Texto proporcionado »
Desde entonces, ha derrochado arte en más de cuatro mil representaciones con quince espectáculos que han puesto en pie a los teatros más importantes del mundo. Acumula honores como una de las más grandes bailaoras y coreógrafas de la historia: Medalla de Oro de la fundación John F. Kennedy, Medalla al Mérito en las Bellas Artes, Hija predilecta de Cádiz, Premio Nacional de Danza, cinco Premios Max de las Artes Escénicas, ... Pero el aplauso que más le reconforta lo recibe de su compromiso social, casi tan grande como su dimensión artística: “Ayudar no es una obligación, es un privilegio”. Convencida de que desde que es madre “bailo mejor”, la maternidad le ha enseñado que nada le compensa “si no puedo estar con mi hijo”. También a ver a su pequeño en los ojos de cualquier niño. Por eso, se estremece y recomienda la cinta de Jonathan Jakubowicz, Resistencia, basada en la historia real de Marcel Marceau: el mimo francés que, cambiando su apellido para ocultar sus orígenes judíos, se alistó a la Resistencia francesa en Limoges y salvó a más de trescientos menores de los campos de concentración antes de unirse a las fuerzas de la Francia Libre de Charles de Gaulle. Sin poder imaginar cómo sería una vida sin bailar, “tener libertad para expresarte como quieres no tiene precio”, y evitando guerras, alza la voz para decir que “lo mejor de nuestro país es el flamenco” y que, para combatir el ruido y la crispación, “en esta época tan dura, tan difícil, habría que poner un palo de flamenco alegre, algo con ritmo, con energía bonita. Así es que me voy a mi tierra otra vez, lo siento, me tengo que ir a Cádiz, yo pondría ‘alegrías’ de Cádiz”. Imprescindible, para disfrutarlas, defender “los tres pilares del estado del bienestar que es a lo que doy más valor: la sanidad, la cultura y la educación”.

Tareas a realizar »
1/ Según el texto sobre la bailaora, ¿qué película recomienda?
2/ Sigue escribiendo el texto sobre la bailaora a partir de su última frase.
Las entradas no tienen nada que ver con esto.

Datos guardados »

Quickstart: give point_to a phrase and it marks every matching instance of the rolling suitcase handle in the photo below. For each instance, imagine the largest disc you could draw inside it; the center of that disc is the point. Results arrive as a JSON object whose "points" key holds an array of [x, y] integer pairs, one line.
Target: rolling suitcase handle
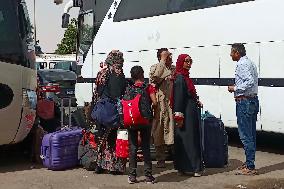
{"points": [[62, 114]]}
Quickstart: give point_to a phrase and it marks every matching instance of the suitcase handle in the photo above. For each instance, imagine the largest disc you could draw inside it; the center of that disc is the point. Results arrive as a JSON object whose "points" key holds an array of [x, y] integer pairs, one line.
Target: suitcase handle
{"points": [[43, 152], [62, 112]]}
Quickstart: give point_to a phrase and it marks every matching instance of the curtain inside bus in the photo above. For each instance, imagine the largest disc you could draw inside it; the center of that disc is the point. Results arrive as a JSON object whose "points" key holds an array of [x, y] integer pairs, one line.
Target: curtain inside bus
{"points": [[10, 44]]}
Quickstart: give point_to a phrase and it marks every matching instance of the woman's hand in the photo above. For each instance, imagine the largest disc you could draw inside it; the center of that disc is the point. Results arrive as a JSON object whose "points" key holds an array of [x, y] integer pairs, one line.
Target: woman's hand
{"points": [[179, 123]]}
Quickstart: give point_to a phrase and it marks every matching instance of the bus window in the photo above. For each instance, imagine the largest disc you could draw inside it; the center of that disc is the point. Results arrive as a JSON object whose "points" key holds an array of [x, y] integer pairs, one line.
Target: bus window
{"points": [[89, 22], [135, 9], [10, 48]]}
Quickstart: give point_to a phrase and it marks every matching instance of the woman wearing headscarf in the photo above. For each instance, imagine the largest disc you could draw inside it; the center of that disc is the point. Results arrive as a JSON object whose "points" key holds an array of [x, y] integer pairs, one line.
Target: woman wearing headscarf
{"points": [[110, 83], [187, 141]]}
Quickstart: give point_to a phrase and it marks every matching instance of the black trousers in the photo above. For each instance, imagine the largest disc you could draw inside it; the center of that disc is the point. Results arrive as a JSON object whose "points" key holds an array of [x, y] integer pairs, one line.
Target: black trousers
{"points": [[145, 134]]}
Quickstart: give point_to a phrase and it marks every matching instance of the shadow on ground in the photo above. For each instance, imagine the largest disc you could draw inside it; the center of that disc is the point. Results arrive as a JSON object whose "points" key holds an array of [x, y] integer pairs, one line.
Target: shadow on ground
{"points": [[267, 183]]}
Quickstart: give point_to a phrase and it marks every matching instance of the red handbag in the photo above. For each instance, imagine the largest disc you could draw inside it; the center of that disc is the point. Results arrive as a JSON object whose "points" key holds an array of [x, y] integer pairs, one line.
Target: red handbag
{"points": [[121, 147], [45, 109]]}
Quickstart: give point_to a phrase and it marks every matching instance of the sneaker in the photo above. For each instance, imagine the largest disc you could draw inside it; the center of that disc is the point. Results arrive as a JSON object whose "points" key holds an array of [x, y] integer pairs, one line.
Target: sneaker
{"points": [[132, 179], [246, 171], [161, 164], [150, 179]]}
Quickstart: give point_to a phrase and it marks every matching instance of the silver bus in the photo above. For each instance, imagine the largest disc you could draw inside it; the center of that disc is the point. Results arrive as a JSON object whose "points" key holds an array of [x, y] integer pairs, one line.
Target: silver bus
{"points": [[18, 79]]}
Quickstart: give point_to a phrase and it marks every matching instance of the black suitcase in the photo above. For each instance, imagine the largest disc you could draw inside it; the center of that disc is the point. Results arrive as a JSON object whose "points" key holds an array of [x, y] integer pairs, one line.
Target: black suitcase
{"points": [[215, 141]]}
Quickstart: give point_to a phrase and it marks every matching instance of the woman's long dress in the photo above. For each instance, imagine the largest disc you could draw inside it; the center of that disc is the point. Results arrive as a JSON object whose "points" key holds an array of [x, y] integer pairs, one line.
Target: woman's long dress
{"points": [[188, 146], [107, 160]]}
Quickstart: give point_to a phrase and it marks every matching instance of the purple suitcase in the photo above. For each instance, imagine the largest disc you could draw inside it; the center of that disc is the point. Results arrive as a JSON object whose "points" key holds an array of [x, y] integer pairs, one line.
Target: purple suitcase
{"points": [[59, 150]]}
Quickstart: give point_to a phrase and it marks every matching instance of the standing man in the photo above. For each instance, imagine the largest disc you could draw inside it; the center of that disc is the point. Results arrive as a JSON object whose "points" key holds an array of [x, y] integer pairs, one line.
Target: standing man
{"points": [[163, 127], [247, 105]]}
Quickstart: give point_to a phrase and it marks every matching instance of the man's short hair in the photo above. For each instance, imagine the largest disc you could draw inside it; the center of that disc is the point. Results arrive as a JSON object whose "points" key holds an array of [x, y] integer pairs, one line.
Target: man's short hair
{"points": [[160, 51], [136, 72], [240, 48]]}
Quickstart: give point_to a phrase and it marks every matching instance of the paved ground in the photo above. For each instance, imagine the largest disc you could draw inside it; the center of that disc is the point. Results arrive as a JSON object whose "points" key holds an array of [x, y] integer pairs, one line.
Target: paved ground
{"points": [[18, 173]]}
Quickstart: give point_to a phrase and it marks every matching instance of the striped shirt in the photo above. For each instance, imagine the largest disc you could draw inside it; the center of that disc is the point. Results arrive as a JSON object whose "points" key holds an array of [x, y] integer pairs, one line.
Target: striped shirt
{"points": [[246, 78]]}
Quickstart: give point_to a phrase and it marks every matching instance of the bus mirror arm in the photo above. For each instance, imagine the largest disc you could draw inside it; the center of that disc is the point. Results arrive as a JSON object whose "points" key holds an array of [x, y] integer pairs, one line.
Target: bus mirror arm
{"points": [[65, 20]]}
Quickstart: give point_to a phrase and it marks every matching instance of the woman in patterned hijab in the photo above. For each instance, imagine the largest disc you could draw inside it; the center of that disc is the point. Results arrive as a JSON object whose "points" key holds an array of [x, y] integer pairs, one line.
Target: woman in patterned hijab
{"points": [[110, 83]]}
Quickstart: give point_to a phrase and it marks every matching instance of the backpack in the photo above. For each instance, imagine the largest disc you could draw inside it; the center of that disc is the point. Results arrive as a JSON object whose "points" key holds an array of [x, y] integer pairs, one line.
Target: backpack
{"points": [[136, 106], [105, 113]]}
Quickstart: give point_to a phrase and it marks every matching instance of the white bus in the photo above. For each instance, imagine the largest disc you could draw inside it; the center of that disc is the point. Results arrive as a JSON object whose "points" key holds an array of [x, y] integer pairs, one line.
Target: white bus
{"points": [[202, 28], [18, 79]]}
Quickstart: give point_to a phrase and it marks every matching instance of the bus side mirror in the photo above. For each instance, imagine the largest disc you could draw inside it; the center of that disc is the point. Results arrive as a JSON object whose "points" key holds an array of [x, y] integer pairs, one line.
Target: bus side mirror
{"points": [[65, 20]]}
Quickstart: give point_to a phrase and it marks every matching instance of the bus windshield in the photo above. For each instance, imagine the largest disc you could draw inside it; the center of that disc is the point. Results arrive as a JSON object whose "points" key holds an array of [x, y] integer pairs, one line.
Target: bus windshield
{"points": [[9, 30]]}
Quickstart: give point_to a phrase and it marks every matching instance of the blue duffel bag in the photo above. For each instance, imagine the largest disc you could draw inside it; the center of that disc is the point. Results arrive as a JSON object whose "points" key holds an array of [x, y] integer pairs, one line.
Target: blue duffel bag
{"points": [[215, 141], [105, 113]]}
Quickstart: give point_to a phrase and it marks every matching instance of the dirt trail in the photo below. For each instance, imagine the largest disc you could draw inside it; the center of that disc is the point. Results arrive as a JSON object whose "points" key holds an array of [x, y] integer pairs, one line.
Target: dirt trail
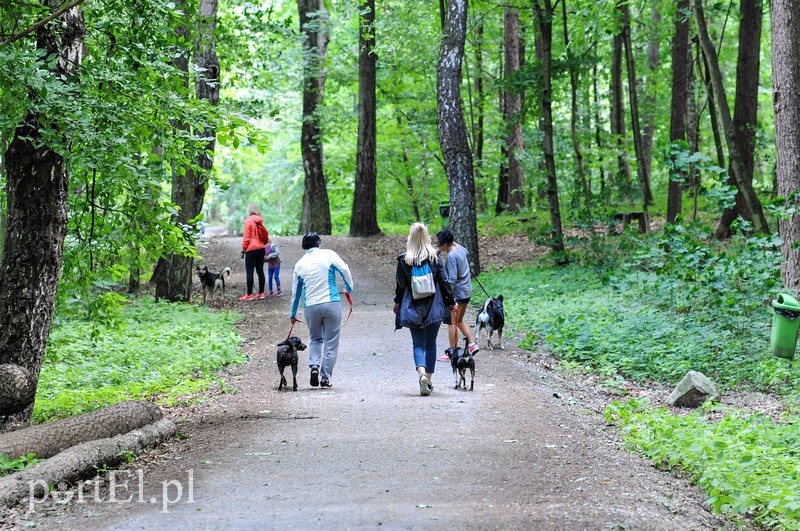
{"points": [[371, 452]]}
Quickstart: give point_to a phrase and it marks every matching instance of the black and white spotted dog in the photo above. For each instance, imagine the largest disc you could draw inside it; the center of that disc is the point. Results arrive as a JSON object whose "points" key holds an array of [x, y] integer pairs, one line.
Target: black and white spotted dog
{"points": [[491, 319], [212, 282], [461, 360]]}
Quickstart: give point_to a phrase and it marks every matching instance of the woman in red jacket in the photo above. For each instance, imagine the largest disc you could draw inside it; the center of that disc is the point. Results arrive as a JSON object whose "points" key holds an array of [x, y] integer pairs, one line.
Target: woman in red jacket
{"points": [[253, 250]]}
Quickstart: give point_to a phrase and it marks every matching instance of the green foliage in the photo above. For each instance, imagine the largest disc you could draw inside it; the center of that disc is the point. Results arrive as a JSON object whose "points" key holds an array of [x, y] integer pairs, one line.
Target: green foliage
{"points": [[746, 463], [143, 350], [10, 466], [654, 308]]}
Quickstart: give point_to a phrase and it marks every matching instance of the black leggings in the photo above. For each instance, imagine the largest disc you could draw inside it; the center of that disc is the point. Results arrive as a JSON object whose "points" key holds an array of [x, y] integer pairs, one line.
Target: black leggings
{"points": [[254, 260]]}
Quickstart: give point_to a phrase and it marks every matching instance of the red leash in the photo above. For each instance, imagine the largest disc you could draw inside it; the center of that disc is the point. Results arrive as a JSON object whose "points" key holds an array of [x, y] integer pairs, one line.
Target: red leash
{"points": [[349, 300]]}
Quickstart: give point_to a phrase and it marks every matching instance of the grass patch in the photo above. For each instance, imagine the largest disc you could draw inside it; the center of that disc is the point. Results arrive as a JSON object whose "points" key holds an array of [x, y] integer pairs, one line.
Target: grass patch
{"points": [[747, 464], [149, 349]]}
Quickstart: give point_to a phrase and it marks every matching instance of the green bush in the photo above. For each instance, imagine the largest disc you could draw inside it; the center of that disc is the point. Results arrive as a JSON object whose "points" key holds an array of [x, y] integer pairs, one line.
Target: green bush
{"points": [[747, 464], [144, 350]]}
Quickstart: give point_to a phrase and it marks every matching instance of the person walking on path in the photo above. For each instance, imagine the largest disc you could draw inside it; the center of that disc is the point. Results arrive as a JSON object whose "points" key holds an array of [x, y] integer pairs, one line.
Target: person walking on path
{"points": [[254, 238], [273, 257], [457, 272], [422, 315], [314, 283]]}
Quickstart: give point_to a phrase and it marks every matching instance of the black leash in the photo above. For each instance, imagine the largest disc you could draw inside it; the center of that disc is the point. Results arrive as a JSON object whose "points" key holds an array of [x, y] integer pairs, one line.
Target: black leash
{"points": [[481, 285]]}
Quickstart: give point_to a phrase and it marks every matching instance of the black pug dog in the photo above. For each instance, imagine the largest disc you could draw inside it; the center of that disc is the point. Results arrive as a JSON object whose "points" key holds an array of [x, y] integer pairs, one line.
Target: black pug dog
{"points": [[461, 360], [492, 318], [212, 282], [287, 355]]}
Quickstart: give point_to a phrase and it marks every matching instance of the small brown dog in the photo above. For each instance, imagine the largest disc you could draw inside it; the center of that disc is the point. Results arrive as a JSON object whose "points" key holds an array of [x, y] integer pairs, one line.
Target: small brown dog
{"points": [[287, 355]]}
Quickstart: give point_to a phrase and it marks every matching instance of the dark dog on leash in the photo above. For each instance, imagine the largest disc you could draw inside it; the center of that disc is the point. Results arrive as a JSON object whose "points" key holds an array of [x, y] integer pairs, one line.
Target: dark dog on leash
{"points": [[461, 360], [212, 282], [492, 318], [287, 355]]}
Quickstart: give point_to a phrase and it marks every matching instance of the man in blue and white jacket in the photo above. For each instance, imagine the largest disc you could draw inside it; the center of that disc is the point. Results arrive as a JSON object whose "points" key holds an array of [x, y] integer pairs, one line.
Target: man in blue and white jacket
{"points": [[314, 282]]}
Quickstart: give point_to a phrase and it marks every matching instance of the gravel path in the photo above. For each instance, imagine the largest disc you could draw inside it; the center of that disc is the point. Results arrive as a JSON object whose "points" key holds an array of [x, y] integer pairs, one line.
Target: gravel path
{"points": [[371, 452]]}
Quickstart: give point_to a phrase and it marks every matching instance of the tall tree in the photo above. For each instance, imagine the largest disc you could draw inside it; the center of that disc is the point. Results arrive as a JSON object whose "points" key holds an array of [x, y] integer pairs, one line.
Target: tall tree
{"points": [[681, 68], [316, 214], [453, 130], [650, 99], [750, 201], [364, 217], [618, 132], [480, 111], [786, 100], [512, 108], [641, 166], [745, 108], [174, 278], [582, 182], [544, 19], [36, 188]]}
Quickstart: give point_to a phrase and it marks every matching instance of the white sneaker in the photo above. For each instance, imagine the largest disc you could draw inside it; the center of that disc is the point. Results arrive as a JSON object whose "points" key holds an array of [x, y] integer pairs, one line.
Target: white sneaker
{"points": [[424, 386]]}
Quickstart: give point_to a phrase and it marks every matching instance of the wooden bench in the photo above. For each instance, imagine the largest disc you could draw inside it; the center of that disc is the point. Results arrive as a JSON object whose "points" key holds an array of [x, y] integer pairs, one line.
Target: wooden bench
{"points": [[625, 217]]}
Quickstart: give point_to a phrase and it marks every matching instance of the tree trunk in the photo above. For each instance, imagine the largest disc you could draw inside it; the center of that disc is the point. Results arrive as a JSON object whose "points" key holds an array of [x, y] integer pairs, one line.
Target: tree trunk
{"points": [[650, 102], [412, 194], [316, 215], [641, 167], [174, 278], [705, 71], [453, 131], [582, 183], [80, 461], [36, 192], [598, 131], [681, 66], [46, 440], [623, 176], [544, 18], [750, 201], [786, 100], [745, 109], [364, 217], [478, 133], [513, 118]]}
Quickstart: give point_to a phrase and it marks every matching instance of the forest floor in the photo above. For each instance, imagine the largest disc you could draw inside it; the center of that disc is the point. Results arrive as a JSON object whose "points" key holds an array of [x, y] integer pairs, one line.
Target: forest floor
{"points": [[527, 449]]}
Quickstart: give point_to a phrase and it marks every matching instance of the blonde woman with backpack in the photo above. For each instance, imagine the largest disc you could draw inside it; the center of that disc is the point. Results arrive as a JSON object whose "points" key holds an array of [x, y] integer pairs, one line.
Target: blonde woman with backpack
{"points": [[254, 239], [415, 307]]}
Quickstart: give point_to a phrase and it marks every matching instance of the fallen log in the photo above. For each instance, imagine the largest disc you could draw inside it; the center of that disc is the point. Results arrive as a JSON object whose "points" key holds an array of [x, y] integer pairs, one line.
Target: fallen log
{"points": [[80, 461], [46, 440]]}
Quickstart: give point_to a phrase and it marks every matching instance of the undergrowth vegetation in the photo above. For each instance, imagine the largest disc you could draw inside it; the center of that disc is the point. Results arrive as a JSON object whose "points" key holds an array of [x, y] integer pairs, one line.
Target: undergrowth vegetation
{"points": [[119, 351], [651, 308]]}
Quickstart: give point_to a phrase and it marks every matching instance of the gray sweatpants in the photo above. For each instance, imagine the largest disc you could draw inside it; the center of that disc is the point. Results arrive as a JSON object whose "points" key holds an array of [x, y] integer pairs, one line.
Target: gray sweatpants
{"points": [[324, 322]]}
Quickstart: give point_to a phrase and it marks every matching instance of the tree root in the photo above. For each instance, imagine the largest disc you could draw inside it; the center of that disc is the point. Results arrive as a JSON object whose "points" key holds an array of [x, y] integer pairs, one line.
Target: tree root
{"points": [[81, 461]]}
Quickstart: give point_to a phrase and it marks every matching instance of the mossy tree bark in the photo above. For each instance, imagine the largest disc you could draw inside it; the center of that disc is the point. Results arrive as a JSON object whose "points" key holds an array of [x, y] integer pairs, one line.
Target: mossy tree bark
{"points": [[36, 188]]}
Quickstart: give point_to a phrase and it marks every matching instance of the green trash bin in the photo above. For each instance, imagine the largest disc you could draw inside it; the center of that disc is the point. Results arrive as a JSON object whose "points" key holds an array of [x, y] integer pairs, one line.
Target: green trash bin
{"points": [[785, 323]]}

Respuestas por tarea »
1/ Resistencia, de Jonathan Jakubowicz.

2/
Colaborando con la Fundación Vicente Ferrer, con la Asociación Española Contra el Cáncer (AECC), llenando el Teatro Calderón para recaudar fondos para la formación de niños con síndrome de Down, se enorgullece también de ser madrina de las Princesas Rett, la asociación de familias con niñas afectadas por una patología neurológica que provoca retraso mental y pérdida de capacidades motoras: “Espero que la investigación de la enfermedad del síndrome de Rett encuentre cura. Eso sería un sueño que yo creo que será una realidad, pero sobre todo un deseo de que sea ya”.

Metiendo en su equipaje la camiseta, que reivindica la atención hacia esta enfermedad, con la que ensaya y en la que se enfunda antes de recibir el aplauso final del público, Sara Pereyra Baras, la bailaora que se viste por la cabeza, pero también por los pies, despide su Playlist. Con el don de quien sabe dejar en el escenario la grandeza y bajarse con humildad, de quien se enfrentó a una quimera y, removiendo con respeto los cimientos del flamenco, conquistó a propios y a ajenos, no olvida a Camarón cuando siendo muy niña le decía: “No dejes de aprender, pero recuerda siempre de dónde vienes”.